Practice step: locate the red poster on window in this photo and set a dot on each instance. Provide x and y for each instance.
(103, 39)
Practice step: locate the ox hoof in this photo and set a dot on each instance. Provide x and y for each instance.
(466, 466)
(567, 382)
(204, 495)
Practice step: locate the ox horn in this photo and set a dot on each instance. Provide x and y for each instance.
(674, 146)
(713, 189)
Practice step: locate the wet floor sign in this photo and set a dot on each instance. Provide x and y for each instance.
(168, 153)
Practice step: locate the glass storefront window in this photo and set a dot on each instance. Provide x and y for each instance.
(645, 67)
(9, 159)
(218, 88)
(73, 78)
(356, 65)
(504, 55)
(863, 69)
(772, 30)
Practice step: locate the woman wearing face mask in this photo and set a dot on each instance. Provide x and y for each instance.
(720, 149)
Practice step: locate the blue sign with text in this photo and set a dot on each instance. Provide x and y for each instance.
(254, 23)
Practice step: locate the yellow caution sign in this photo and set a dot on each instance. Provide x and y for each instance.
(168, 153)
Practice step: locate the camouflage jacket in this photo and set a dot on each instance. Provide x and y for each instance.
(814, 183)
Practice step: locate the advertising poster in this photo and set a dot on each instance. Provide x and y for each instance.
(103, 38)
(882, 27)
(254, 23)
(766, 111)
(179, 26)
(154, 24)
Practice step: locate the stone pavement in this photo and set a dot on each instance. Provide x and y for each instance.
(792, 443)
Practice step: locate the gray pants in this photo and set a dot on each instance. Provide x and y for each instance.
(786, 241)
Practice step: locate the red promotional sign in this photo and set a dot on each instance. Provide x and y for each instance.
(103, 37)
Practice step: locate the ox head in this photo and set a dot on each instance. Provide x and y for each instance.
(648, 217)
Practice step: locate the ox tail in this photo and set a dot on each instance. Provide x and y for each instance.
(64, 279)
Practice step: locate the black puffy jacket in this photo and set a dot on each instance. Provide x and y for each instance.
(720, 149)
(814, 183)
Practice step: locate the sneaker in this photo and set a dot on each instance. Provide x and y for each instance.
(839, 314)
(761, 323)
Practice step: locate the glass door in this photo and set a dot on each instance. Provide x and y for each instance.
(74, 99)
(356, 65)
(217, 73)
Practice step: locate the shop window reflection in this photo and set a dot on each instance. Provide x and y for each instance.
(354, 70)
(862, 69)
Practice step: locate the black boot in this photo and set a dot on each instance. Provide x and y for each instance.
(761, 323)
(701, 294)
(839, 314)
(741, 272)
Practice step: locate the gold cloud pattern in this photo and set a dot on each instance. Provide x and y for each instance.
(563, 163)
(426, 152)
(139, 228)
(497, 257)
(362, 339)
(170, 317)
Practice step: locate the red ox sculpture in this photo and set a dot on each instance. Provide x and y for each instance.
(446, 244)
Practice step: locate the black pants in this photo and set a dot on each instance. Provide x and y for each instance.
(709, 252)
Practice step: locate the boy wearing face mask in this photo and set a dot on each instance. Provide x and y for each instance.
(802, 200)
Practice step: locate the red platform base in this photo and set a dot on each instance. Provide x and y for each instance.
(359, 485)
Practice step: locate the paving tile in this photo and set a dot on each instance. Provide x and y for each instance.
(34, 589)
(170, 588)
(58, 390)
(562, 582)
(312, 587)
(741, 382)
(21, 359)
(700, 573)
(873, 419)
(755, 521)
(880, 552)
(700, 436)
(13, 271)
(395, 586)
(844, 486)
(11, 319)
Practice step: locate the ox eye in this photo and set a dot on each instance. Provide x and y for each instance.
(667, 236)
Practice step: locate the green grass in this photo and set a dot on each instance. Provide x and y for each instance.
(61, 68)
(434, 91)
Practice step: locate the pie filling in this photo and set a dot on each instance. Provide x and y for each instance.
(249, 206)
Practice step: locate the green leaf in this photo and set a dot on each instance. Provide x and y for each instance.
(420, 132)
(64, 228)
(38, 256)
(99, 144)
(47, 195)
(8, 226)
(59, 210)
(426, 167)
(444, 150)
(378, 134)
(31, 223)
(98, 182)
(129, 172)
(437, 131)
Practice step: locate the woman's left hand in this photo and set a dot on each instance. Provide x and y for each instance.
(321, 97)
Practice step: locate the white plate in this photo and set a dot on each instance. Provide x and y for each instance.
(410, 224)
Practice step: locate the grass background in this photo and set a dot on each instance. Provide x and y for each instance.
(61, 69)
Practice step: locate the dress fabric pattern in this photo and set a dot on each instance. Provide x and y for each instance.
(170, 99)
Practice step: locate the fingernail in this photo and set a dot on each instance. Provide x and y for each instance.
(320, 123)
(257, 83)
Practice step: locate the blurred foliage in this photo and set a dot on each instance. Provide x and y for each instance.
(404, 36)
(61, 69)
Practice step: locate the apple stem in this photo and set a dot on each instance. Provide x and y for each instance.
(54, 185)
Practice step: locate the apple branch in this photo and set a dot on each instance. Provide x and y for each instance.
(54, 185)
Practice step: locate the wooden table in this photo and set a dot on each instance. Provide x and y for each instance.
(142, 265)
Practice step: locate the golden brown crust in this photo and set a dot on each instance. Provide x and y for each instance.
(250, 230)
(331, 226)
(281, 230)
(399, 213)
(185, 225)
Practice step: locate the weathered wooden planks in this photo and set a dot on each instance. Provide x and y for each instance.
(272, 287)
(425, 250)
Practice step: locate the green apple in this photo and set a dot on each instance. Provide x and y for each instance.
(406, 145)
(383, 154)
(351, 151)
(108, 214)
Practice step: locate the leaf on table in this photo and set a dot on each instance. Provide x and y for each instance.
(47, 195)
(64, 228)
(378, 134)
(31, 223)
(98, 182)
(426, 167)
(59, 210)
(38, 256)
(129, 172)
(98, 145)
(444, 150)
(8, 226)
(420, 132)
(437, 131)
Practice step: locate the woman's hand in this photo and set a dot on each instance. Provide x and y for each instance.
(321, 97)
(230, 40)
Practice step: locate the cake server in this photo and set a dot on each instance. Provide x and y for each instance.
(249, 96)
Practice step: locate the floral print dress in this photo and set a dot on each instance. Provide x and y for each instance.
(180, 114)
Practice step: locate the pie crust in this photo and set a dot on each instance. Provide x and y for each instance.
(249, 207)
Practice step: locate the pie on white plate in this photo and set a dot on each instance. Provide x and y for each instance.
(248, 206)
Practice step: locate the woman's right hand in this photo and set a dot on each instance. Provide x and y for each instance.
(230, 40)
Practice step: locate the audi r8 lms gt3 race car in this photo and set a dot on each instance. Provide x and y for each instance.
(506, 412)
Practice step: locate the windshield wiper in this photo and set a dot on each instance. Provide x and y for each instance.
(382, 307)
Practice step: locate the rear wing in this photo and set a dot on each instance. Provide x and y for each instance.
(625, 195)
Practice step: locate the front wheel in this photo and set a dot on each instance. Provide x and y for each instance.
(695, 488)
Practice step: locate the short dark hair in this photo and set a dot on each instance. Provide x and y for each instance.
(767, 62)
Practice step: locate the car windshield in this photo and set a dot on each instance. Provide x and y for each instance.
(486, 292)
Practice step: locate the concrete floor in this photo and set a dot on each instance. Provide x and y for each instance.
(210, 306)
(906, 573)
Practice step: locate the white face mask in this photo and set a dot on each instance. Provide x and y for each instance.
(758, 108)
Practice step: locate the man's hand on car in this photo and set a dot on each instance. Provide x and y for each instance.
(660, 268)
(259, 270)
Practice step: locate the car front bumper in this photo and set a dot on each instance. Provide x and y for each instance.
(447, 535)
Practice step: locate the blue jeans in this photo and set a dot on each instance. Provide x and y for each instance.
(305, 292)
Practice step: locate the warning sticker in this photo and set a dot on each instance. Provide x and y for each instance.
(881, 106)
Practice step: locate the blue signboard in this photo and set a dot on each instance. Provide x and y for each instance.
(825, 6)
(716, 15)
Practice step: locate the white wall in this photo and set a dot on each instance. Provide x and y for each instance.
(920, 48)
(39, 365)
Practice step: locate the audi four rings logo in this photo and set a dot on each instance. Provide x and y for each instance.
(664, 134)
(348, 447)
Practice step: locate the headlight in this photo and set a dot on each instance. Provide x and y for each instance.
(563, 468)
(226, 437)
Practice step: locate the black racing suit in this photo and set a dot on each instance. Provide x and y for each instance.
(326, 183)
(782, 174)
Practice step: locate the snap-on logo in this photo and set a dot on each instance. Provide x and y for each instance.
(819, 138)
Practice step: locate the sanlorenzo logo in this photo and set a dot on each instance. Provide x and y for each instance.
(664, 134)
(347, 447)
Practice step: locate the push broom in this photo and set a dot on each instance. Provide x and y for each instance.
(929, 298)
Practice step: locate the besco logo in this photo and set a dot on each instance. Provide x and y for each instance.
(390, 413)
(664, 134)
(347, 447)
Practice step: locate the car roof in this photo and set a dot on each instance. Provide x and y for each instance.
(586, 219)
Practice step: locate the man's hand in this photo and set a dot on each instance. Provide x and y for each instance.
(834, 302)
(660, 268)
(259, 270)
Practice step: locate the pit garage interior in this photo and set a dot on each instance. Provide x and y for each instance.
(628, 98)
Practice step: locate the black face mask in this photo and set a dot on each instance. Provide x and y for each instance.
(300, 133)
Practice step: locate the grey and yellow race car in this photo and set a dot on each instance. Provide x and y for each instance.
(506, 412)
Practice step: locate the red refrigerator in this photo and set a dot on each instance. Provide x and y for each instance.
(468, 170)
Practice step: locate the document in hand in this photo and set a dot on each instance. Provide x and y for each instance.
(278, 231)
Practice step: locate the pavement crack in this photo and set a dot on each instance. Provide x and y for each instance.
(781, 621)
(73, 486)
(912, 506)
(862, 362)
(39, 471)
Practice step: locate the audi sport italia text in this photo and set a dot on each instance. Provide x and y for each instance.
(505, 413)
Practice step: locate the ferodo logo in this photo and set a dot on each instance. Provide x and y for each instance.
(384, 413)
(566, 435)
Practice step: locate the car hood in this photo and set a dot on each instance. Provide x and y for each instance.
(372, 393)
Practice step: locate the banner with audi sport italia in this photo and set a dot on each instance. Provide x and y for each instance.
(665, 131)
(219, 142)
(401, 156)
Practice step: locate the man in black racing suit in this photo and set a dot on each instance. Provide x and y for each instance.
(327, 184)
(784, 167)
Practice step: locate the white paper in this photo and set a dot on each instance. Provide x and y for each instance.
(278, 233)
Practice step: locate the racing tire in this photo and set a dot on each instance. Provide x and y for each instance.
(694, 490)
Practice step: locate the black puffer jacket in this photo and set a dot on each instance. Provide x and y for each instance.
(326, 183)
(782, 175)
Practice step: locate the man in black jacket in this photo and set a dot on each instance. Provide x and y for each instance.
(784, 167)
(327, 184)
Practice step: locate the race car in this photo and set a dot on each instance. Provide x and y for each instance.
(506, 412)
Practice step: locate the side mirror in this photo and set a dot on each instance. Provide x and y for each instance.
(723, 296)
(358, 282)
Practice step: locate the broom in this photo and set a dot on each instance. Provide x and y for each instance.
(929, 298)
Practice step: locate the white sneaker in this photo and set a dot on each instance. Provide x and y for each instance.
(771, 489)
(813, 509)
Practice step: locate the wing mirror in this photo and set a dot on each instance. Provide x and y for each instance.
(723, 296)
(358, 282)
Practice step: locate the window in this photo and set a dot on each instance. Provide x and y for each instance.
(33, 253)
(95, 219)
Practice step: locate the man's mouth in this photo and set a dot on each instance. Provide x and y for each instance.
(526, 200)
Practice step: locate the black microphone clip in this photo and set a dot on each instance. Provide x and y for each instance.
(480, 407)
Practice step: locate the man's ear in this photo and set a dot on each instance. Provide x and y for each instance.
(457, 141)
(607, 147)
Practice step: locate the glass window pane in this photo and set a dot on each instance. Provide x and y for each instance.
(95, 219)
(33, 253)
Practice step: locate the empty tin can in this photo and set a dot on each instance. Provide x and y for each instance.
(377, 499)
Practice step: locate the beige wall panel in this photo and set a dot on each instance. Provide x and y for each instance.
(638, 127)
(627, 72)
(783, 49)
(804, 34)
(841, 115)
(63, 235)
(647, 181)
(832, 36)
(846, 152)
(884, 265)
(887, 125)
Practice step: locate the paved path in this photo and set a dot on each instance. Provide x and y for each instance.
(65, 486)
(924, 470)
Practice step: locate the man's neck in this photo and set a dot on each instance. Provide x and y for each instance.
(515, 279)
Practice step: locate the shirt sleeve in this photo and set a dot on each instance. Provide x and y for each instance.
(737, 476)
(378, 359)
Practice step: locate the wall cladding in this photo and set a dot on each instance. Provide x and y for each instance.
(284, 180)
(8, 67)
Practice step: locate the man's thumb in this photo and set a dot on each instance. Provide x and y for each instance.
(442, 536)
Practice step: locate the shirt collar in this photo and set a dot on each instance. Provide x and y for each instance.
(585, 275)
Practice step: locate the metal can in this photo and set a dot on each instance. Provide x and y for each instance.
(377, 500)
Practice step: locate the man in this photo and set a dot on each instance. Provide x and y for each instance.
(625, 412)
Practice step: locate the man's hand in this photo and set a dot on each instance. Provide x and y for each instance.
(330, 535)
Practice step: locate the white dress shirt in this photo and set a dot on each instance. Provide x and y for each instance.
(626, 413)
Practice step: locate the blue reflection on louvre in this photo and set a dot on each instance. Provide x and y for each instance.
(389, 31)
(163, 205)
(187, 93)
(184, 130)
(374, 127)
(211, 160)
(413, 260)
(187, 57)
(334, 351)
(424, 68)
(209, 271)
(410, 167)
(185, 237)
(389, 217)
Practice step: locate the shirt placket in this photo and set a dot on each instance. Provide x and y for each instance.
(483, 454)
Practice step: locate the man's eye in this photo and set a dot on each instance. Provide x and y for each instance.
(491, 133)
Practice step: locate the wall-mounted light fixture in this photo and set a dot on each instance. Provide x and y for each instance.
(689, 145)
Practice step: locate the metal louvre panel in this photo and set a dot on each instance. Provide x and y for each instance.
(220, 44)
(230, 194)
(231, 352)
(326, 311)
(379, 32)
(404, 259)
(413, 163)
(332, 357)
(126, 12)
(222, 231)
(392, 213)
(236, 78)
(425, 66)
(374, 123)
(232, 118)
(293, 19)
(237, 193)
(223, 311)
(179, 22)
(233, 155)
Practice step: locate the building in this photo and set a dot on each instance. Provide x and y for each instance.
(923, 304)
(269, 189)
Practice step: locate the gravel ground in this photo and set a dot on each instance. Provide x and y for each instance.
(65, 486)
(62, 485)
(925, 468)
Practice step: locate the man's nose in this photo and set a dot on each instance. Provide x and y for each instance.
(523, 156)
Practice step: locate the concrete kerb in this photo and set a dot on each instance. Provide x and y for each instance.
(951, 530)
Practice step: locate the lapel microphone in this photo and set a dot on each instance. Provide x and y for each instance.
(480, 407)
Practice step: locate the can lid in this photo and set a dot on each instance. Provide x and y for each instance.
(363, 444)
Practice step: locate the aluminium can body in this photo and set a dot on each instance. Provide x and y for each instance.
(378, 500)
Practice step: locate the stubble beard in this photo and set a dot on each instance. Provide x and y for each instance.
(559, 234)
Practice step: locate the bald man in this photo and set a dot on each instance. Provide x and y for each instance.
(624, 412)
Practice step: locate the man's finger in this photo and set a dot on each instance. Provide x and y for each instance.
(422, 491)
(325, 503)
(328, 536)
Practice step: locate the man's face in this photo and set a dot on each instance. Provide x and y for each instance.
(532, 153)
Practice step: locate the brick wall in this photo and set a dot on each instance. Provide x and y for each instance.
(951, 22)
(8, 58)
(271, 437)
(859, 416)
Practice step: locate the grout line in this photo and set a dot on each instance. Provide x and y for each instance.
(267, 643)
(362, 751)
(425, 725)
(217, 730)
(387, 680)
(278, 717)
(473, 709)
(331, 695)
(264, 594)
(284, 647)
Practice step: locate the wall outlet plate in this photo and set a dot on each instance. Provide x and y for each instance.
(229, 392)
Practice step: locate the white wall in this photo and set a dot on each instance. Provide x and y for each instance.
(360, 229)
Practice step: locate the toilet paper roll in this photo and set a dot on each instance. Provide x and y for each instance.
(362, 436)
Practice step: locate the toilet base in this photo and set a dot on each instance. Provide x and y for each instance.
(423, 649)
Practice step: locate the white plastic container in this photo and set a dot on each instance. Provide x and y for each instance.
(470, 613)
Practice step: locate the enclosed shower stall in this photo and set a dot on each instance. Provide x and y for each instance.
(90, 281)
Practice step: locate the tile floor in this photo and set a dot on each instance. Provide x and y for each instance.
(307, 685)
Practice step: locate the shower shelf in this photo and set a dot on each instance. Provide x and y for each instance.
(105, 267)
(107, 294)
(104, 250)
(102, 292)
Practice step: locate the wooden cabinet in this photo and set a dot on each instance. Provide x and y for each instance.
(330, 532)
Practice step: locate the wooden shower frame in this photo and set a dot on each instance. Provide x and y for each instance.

|---|

= Problem requirements =
Extract every line from the one containing "Practice step: locate the bald" through the last line of the data, inclusive, exactly as written.

= Written solution =
Practice step: locate the bald man in this photo and set a dot on each instance. Provide x and y for each instance.
(624, 412)
Practice step: locate the man's finger in this photo and set a dot on each instance. Provide x and y for each instance.
(422, 491)
(325, 503)
(328, 536)
Practice step: locate the man's face in this photo and set a dot on each instance. Provide x and y for each instance.
(532, 153)
Practice step: locate the brick wall in this photo and set a dot on each instance. Provide x and y for each instance.
(951, 22)
(8, 58)
(271, 437)
(859, 416)
Practice step: locate the grout line in this photo and set a dot on each instance. Provide x and y for each instance.
(267, 643)
(362, 751)
(425, 725)
(217, 730)
(387, 680)
(278, 717)
(473, 709)
(331, 695)
(264, 594)
(284, 647)
Practice step: locate the wall outlet plate in this photo and set a dot on each instance. Provide x and y for each instance.
(229, 392)
Practice step: locate the white wall in this photo and set a dot on each instance. Provide x and y for each instance.
(360, 229)
Practice step: locate the toilet paper roll in this photo and set a dot on each instance. Provide x and y for each instance.
(362, 436)
Practice step: locate the toilet base in this photo and set a dot on each instance. Provide x and y for each instance.
(423, 649)
Practice step: locate the white plastic container in this photo and set a dot on each instance. Provide x and y for each instance.
(470, 613)
Practice step: locate the enclosed shower stall in this photo and set a dot on each instance. Provide x and y for each instance.
(90, 281)
Practice step: locate the tile floor in this photo and set a dot on each instance. Provide x and y for each instance.
(307, 685)
Practice step: locate the shower shelf in this photo and set a dot on each instance. Provide x and y for each instance.
(105, 267)
(107, 294)
(104, 250)
(102, 292)
Practice step: locate the wooden cabinet in this photo and set a dot on each instance. Provide x and y for each instance.
(330, 532)
Practice step: locate the wooden shower frame in this photo and set a dot on each instance. Provide x and y for each instance.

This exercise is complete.